## Text:
▬▬▬

Tenay and West hype up the rest of the card to fill in more time. Eric Young comes up and wants to make sure that he’s not being blamed for the fire. Monty Brown says he’s going to blaze everyone in his triple threat match. This is about as good as they’re going to get for filling time which is ok. Also points to Brown and Tenay for doing this on the fly. It drags on too long and Brown runs out of insults. The fans are coming back in as Tenay helps Brown out by saying the winner could get a possible title match. Shane Douglas comes up to complain about life in general. His team is with him and he talks about them a bit at the end.

JB is with Alex Shelley who is replacing Kevin Nash in the X-Division match tonight. Nash has a bad neck apparently. Devine wheels in Nash in a wheelchair and a neckbrace. Nash tells Shelley to go to war and takes the brace off to give Shelley his dog tags. As little sense as this whole angle would wind up making, it was pretty funny.

▬▬▬

## Provided entries:

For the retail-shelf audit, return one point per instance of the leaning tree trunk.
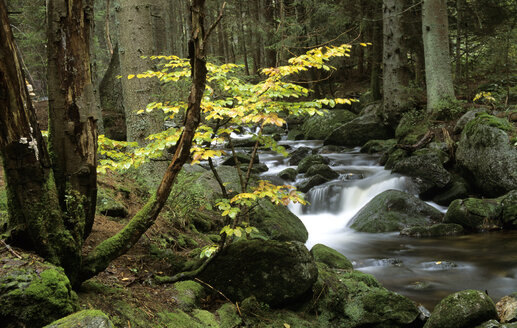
(73, 111)
(117, 245)
(435, 30)
(35, 220)
(396, 73)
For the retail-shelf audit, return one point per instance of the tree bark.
(73, 107)
(435, 30)
(117, 245)
(35, 218)
(396, 73)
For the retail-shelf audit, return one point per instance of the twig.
(216, 21)
(11, 250)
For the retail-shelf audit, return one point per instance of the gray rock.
(394, 210)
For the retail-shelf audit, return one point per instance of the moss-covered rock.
(311, 182)
(33, 293)
(509, 209)
(394, 210)
(309, 161)
(274, 272)
(378, 146)
(475, 214)
(464, 309)
(358, 131)
(83, 319)
(330, 257)
(322, 169)
(288, 174)
(319, 127)
(427, 169)
(435, 230)
(487, 156)
(354, 299)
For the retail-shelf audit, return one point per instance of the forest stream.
(423, 269)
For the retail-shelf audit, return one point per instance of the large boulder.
(475, 214)
(274, 272)
(358, 131)
(427, 169)
(330, 257)
(487, 156)
(394, 210)
(309, 161)
(83, 319)
(464, 309)
(319, 127)
(33, 293)
(355, 299)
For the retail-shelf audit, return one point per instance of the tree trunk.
(117, 245)
(73, 107)
(396, 73)
(435, 30)
(35, 218)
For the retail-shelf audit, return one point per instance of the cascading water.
(425, 269)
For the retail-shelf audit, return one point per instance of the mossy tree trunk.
(435, 31)
(396, 72)
(117, 245)
(36, 221)
(73, 106)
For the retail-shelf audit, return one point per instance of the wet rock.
(378, 146)
(241, 157)
(274, 272)
(319, 127)
(435, 230)
(33, 293)
(475, 214)
(288, 174)
(277, 222)
(309, 161)
(487, 156)
(358, 131)
(311, 182)
(507, 308)
(83, 319)
(322, 169)
(355, 299)
(464, 309)
(330, 257)
(394, 210)
(427, 169)
(298, 154)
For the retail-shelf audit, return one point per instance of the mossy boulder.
(464, 309)
(358, 131)
(486, 155)
(378, 146)
(475, 214)
(33, 293)
(394, 210)
(427, 169)
(311, 182)
(309, 161)
(276, 273)
(83, 319)
(288, 174)
(355, 299)
(330, 257)
(319, 127)
(277, 222)
(509, 209)
(435, 230)
(296, 156)
(322, 169)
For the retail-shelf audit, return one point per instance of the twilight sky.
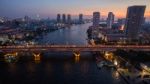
(49, 8)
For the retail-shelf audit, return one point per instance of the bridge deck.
(74, 48)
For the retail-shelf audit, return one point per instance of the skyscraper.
(80, 18)
(134, 19)
(64, 18)
(110, 20)
(58, 18)
(96, 18)
(69, 19)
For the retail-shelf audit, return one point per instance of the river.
(60, 67)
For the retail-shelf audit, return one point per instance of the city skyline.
(50, 8)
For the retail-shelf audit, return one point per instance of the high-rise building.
(58, 18)
(96, 18)
(80, 18)
(69, 19)
(134, 19)
(110, 19)
(64, 18)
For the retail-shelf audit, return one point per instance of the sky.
(49, 8)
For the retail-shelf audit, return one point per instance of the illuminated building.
(58, 18)
(134, 19)
(96, 18)
(80, 18)
(69, 19)
(110, 20)
(64, 18)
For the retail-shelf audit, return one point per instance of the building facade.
(96, 18)
(134, 19)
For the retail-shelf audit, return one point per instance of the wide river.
(59, 67)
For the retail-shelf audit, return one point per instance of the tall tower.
(96, 18)
(134, 19)
(58, 18)
(69, 19)
(64, 18)
(80, 18)
(110, 19)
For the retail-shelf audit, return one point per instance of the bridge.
(81, 48)
(12, 51)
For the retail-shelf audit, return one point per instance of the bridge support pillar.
(76, 54)
(37, 57)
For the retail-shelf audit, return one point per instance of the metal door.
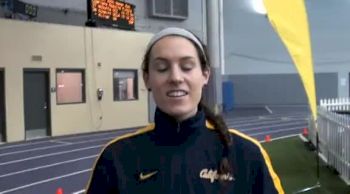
(2, 107)
(36, 103)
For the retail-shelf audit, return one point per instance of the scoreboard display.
(113, 13)
(24, 8)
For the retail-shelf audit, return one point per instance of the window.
(174, 9)
(125, 85)
(70, 87)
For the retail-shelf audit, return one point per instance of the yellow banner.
(289, 19)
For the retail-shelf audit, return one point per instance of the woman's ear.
(206, 75)
(146, 81)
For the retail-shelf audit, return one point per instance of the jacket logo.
(143, 176)
(213, 175)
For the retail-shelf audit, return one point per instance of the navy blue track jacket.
(182, 158)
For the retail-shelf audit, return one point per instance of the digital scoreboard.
(24, 8)
(113, 13)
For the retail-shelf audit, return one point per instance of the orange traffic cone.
(59, 191)
(267, 138)
(305, 132)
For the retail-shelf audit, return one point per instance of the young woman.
(188, 149)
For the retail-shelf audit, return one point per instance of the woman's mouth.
(176, 93)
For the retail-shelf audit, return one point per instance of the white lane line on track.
(279, 138)
(265, 122)
(116, 133)
(47, 166)
(263, 119)
(268, 109)
(290, 114)
(54, 146)
(79, 192)
(275, 131)
(61, 142)
(302, 124)
(44, 181)
(52, 154)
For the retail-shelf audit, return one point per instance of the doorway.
(36, 103)
(2, 107)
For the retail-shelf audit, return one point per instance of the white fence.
(336, 104)
(334, 134)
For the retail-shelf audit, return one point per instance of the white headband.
(177, 32)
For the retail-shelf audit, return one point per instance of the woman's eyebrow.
(160, 59)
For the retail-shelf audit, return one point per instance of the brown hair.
(216, 120)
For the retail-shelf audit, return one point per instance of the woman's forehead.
(173, 45)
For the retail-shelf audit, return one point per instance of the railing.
(334, 134)
(336, 104)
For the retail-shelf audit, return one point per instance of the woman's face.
(175, 76)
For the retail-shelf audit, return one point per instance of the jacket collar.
(168, 131)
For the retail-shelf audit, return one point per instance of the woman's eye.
(187, 67)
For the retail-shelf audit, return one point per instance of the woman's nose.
(175, 75)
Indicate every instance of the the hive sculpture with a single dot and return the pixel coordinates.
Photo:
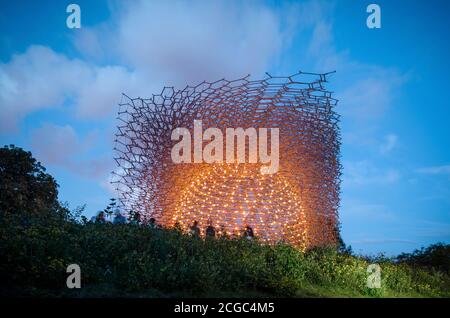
(298, 204)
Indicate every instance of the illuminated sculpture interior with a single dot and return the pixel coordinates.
(297, 205)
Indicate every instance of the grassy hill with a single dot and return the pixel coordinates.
(134, 261)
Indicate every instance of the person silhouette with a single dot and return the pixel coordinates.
(210, 230)
(195, 230)
(248, 232)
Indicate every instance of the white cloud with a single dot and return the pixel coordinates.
(145, 45)
(365, 172)
(37, 79)
(186, 42)
(60, 146)
(389, 143)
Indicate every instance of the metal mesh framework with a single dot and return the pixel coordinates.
(298, 204)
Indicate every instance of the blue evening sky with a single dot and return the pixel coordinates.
(59, 90)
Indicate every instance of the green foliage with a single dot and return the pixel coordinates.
(133, 259)
(25, 186)
(435, 256)
(39, 238)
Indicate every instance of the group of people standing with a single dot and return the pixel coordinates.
(135, 218)
(210, 230)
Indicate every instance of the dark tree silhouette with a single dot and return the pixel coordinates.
(25, 187)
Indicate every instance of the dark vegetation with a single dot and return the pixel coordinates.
(40, 237)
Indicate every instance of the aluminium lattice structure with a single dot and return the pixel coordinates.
(298, 204)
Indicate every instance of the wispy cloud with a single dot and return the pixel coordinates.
(60, 146)
(364, 172)
(389, 143)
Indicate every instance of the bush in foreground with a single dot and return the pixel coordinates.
(136, 260)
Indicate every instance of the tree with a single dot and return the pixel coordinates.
(25, 187)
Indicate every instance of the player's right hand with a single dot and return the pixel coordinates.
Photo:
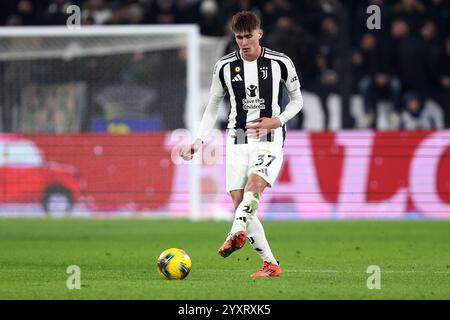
(187, 152)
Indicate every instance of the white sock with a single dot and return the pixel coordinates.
(257, 237)
(246, 209)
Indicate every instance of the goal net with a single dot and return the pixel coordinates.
(61, 86)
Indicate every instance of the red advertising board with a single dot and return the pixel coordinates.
(343, 175)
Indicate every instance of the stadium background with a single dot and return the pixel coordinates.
(94, 121)
(97, 130)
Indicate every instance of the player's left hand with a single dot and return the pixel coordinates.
(262, 126)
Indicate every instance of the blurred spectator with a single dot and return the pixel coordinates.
(360, 21)
(291, 39)
(274, 10)
(186, 12)
(439, 12)
(160, 12)
(326, 64)
(419, 116)
(410, 61)
(379, 82)
(410, 11)
(56, 12)
(210, 21)
(443, 80)
(96, 11)
(125, 12)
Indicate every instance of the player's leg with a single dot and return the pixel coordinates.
(255, 231)
(236, 171)
(266, 165)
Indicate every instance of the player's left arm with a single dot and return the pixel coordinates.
(294, 106)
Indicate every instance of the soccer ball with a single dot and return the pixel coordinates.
(174, 264)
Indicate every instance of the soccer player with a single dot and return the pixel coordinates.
(253, 77)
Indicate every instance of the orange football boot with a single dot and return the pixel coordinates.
(233, 243)
(268, 270)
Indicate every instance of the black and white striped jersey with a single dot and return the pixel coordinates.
(254, 87)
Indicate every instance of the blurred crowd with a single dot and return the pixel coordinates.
(405, 63)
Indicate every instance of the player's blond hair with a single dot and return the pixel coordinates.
(245, 21)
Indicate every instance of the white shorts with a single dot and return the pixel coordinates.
(255, 157)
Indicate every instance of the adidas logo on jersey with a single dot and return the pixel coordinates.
(237, 78)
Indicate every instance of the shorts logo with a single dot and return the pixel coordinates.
(237, 78)
(263, 171)
(264, 71)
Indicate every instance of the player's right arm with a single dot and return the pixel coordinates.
(209, 115)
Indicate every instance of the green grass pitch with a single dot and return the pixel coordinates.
(320, 259)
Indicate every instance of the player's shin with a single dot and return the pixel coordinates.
(246, 209)
(257, 238)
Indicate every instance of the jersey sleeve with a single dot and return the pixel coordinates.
(292, 82)
(218, 88)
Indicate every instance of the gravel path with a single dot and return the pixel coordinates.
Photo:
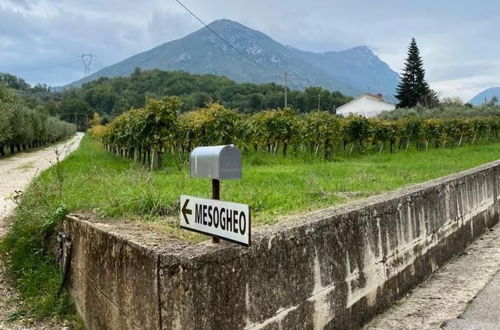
(16, 172)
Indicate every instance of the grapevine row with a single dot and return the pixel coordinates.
(147, 133)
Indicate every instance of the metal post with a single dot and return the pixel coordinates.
(215, 195)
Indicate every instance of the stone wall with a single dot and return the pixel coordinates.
(334, 269)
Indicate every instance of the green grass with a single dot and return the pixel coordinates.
(114, 187)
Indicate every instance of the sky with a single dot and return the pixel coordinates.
(459, 40)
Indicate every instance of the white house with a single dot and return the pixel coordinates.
(367, 105)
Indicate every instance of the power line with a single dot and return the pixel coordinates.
(227, 42)
(87, 62)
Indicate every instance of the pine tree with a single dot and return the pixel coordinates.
(413, 89)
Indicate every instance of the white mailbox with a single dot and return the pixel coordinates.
(216, 162)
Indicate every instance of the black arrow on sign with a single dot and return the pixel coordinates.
(185, 211)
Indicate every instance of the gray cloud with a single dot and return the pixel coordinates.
(40, 39)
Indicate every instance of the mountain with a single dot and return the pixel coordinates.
(352, 71)
(486, 96)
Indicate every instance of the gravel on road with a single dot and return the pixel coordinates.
(16, 172)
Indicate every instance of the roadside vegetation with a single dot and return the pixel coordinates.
(158, 130)
(114, 187)
(23, 128)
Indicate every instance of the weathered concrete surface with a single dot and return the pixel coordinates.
(446, 293)
(333, 269)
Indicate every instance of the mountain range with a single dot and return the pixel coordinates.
(486, 96)
(353, 71)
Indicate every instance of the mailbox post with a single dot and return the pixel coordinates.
(215, 195)
(215, 163)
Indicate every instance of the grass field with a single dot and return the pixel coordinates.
(114, 187)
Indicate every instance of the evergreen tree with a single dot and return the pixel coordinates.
(413, 89)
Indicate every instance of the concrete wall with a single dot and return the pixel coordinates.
(334, 269)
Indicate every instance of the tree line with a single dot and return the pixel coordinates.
(22, 127)
(112, 96)
(147, 133)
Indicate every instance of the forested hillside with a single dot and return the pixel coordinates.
(23, 127)
(112, 96)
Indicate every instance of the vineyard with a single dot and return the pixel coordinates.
(147, 133)
(22, 128)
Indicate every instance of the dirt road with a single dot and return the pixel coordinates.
(16, 172)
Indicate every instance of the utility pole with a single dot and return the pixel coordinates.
(286, 88)
(87, 62)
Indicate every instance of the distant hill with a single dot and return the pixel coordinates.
(352, 71)
(486, 96)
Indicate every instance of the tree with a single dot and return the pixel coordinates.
(413, 89)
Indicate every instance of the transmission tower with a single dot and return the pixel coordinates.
(87, 62)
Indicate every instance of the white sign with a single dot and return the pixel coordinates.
(213, 217)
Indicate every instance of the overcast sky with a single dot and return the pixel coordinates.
(459, 40)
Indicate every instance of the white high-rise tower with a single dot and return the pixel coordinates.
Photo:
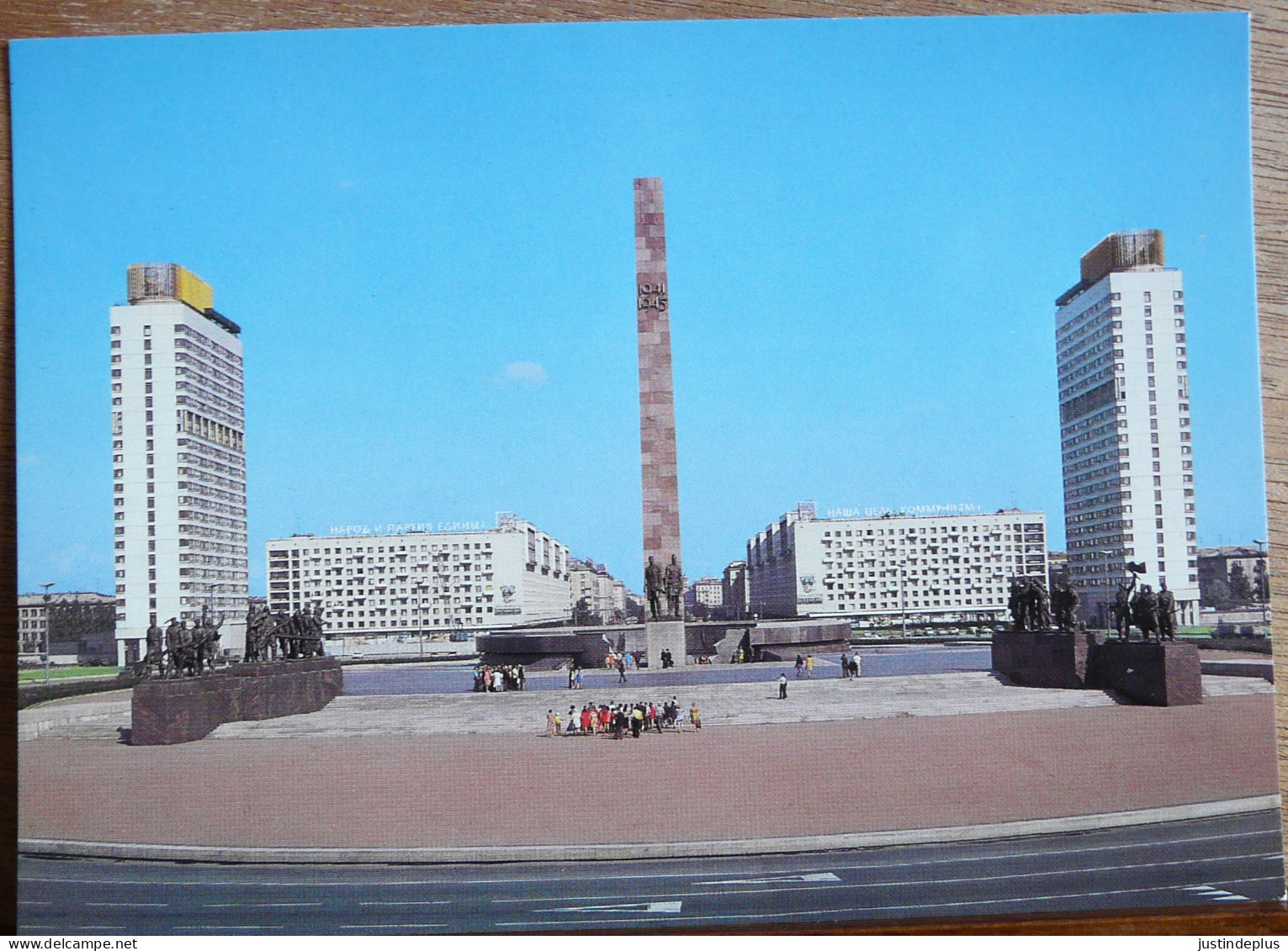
(1125, 425)
(178, 458)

▬▬▬

## Set problem A:
In the recap, what does Nash give Shelley after taking off the neck brace?
## Set problem B:
List every line of the listing that contains the word "blue", matching case exactly.
The recap and the listing are independent of each other.

## Reply A:
He gives Shelley his dog tags.

## Reply B:
For the retail-shelf audit, return one point per instance of the navy blue track jacket.
Indicate every instance of the blue evening sky with a single dot and return the pixel coordinates.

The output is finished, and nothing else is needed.